• **Activité**:
Prolongez le texte sur l'instruction en famille et l'article 21 du projet de loi à partir de sa dernière phrase.

• **Texte du document**:

——————————

« L’article 21 du projet de loi “confortant le respect des principes de la République”, examiné en première lecture à l’Assemblée nationale la semaine prochaine, instaure la scolarisation obligatoire des enfants dès l’âge de 3 ans. Certes, il prévoit quatre motifs de dérogation(1) pour l’instruction en famille mais celle-ci sera désormais soumise à une autorisation aux critères très restrictifs. Elaboré sans concertation préalable avec les associations, le texte véhicule à leur égard suspicion et défiance sans aucune certitude d’atteindre les objectifs recherchés. L’association Autisme Espoir vers l’Ecole (AEVE) pose une question simple au sujet de cet article : quelques cas marginaux, qui n’entrent ni dans l’esprit ni dans la lettre de l’instruction en famille, doivent-ils conduire à jeter la suspicion sur l’ensemble des familles choisissant ce type d’enseignement, en leur imposant d’obtenir désormais une autorisation pour exercer une liberté constitutionnellement garantie ?
Selon son étude d’impact, le projet de loi vise à scolariser trois quarts des enfants actuellement instruits en famille : au nom du respect des principes de la République, il réduit à néant un principe reconnu par les lois de la République ! Le Conseil d’Etat a jugé, dans une décision du 19 juillet 2017, que : “Le principe de la liberté de l’enseignement, qui figure au nombre des principes fondamentaux reconnus par les lois de la République, implique la possibilité de créer des établissements d’enseignement, y compris hors de tout contrat conclu avec l’Etat, tout comme le droit pour les parents de choisir, pour leurs enfants, des méthodes éducatives alternatives à celles proposées par le système scolaire public, y compris l’instruction au sein de la famille” (CE, 19 juillet 2017, n° 406150, Association Les Enfants d’abord, point 3). Le choix de l’instruction en famille met en œuvre le principe de la liberté d’enseignement au même titre que celui de l’école publique ou privée et le législateur ne peut ni dénaturer ni vider ce principe de sa substance en portant atteinte à ses garanties essentielles.
Dans son avis n° 401549 du 3 décembre 2020 sur ce projet de loi, le Conseil d’Etat a relevé que cette réforme “soulève de délicates questions de conformité à la Constitution” (point 61), et porté une appréciation sévère sur sa nécessité : alors que la scolarisation à domicile ne touche que 0,4 % de la population d’âge scolaire, ses résultats prétendument médiocres ne sont pas étayés.

——————————

• **Données fournies**:
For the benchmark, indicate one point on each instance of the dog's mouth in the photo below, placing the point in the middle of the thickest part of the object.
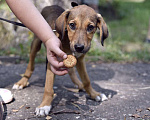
(79, 50)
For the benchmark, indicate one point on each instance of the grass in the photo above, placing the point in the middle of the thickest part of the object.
(127, 35)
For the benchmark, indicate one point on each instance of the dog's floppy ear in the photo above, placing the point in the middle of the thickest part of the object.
(61, 22)
(73, 4)
(103, 28)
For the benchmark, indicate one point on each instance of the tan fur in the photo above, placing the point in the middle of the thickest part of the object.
(82, 16)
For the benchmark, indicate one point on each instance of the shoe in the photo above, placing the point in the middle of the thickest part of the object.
(5, 95)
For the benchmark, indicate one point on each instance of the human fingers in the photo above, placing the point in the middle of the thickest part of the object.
(52, 58)
(60, 71)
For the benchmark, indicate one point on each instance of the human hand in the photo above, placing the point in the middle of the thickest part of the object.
(55, 56)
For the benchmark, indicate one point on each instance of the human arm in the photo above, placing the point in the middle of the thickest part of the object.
(28, 14)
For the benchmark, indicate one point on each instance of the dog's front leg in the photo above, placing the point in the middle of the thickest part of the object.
(86, 81)
(45, 106)
(75, 79)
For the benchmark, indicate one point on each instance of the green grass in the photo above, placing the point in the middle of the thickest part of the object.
(127, 35)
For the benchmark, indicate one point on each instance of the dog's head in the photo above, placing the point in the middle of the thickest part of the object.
(81, 23)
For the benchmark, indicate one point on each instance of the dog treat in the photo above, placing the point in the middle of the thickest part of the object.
(70, 61)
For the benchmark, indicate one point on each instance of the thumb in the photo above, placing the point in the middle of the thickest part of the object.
(60, 53)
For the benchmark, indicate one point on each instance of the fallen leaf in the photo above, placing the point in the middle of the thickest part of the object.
(18, 108)
(48, 118)
(136, 116)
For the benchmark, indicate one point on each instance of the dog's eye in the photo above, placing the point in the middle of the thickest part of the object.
(90, 28)
(72, 26)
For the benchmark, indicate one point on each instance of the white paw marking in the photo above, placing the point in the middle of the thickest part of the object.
(42, 111)
(19, 87)
(103, 97)
(16, 87)
(98, 98)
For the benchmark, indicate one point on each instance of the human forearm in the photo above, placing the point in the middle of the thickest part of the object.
(30, 16)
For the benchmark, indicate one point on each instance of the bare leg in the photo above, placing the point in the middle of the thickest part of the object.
(45, 106)
(35, 47)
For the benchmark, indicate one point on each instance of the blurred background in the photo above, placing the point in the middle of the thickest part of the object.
(129, 31)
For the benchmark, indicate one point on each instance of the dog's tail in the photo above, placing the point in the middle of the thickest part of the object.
(13, 22)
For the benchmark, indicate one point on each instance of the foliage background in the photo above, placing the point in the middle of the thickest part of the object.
(128, 27)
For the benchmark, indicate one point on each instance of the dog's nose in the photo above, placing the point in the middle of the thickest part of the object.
(79, 47)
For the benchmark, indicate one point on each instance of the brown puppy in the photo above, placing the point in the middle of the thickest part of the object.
(75, 28)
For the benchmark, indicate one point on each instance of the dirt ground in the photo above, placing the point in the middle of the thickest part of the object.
(126, 85)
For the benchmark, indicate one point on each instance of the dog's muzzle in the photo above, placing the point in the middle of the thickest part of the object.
(79, 48)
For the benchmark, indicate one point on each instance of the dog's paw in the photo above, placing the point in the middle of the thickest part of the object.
(102, 98)
(19, 87)
(43, 111)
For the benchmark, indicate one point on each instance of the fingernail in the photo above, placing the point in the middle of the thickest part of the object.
(65, 56)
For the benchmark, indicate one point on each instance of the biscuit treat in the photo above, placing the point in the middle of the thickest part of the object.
(70, 61)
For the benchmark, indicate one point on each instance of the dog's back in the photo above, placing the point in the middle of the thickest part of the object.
(51, 13)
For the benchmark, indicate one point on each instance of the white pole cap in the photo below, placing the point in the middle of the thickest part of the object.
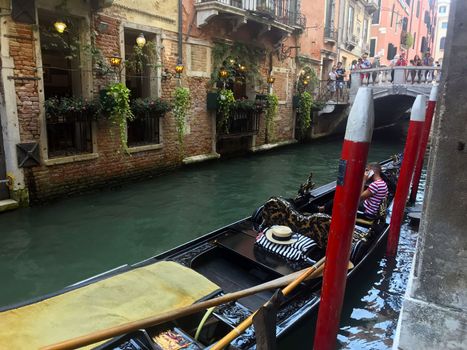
(418, 109)
(362, 117)
(434, 93)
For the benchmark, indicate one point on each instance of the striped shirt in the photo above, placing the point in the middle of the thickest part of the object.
(379, 191)
(295, 251)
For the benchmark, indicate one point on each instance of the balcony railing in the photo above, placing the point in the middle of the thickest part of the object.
(240, 123)
(330, 34)
(275, 10)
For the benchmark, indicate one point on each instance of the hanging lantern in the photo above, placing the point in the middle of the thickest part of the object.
(179, 68)
(60, 26)
(115, 61)
(141, 40)
(223, 73)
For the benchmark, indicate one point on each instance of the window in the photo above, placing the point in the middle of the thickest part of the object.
(424, 45)
(68, 132)
(141, 79)
(350, 23)
(442, 42)
(392, 50)
(372, 47)
(376, 15)
(365, 31)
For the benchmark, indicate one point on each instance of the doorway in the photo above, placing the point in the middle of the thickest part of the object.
(4, 193)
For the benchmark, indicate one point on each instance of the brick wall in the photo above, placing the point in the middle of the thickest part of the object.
(22, 51)
(112, 166)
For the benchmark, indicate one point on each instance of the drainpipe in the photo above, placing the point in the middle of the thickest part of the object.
(180, 32)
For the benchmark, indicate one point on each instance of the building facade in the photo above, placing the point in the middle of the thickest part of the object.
(442, 8)
(402, 26)
(59, 57)
(354, 29)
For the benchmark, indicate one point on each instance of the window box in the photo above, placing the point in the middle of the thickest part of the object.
(211, 101)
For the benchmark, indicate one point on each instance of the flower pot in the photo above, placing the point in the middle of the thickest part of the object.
(211, 101)
(295, 101)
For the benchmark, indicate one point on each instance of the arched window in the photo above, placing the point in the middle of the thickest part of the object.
(442, 43)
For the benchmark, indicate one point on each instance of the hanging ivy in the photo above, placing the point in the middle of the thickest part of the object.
(226, 102)
(307, 80)
(271, 113)
(116, 103)
(240, 60)
(304, 114)
(181, 104)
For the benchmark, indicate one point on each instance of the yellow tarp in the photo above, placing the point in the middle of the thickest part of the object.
(130, 296)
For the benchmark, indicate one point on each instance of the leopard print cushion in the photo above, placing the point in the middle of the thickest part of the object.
(279, 211)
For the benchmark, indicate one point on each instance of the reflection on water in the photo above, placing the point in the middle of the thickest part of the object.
(43, 249)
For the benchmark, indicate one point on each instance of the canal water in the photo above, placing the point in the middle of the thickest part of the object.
(45, 248)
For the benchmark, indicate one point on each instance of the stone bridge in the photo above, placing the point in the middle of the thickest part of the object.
(394, 91)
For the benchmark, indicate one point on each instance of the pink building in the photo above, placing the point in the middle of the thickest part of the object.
(402, 25)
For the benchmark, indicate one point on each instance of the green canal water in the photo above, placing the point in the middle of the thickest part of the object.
(45, 248)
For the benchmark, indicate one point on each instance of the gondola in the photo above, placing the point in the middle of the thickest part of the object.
(223, 261)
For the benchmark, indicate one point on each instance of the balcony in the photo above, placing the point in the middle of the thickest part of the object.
(330, 35)
(370, 6)
(351, 42)
(277, 14)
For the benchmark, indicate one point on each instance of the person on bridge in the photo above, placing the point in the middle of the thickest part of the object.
(340, 74)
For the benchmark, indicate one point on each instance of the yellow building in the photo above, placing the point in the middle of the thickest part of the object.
(354, 24)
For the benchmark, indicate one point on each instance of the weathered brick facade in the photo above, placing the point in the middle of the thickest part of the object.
(108, 165)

——————————

• **Résultat**:
L’atteinte à la liberté de l’enseignement serait en tout cas un bien mauvais signal envoyé aux parents d’enfants malades ou handicapés et à toutes les associations qui, comme l’association AEVE, s’efforcent d’atténuer les conséquences du handicap. Le projet de loi transforme un régime de déclaration préalable, correspondant aux modalités d’exercice d’une liberté garantie par la Constitution, en un régime de déclaration, à renouveler chaque année. L’étude d’impact indique que le silence gardé sur la demande d’autorisation vaudra refus et que les motifs justifiant l’octroi de la dérogation seront strictement interprétés : pour les enfants handicapés, il faudra que la scolarisation dans une école ordinaire ou spécialisée soit “impossible” ! Or la déscolarisation est le plus souvent subie par les parents (l’un des deux doit souvent cesser son activité professionnelle). La loi va transférer la charge de la preuve et reporter sur eux la responsabilité d’une déscolarisation souvent imputable à l’école qui peine à inclure les enfants différents.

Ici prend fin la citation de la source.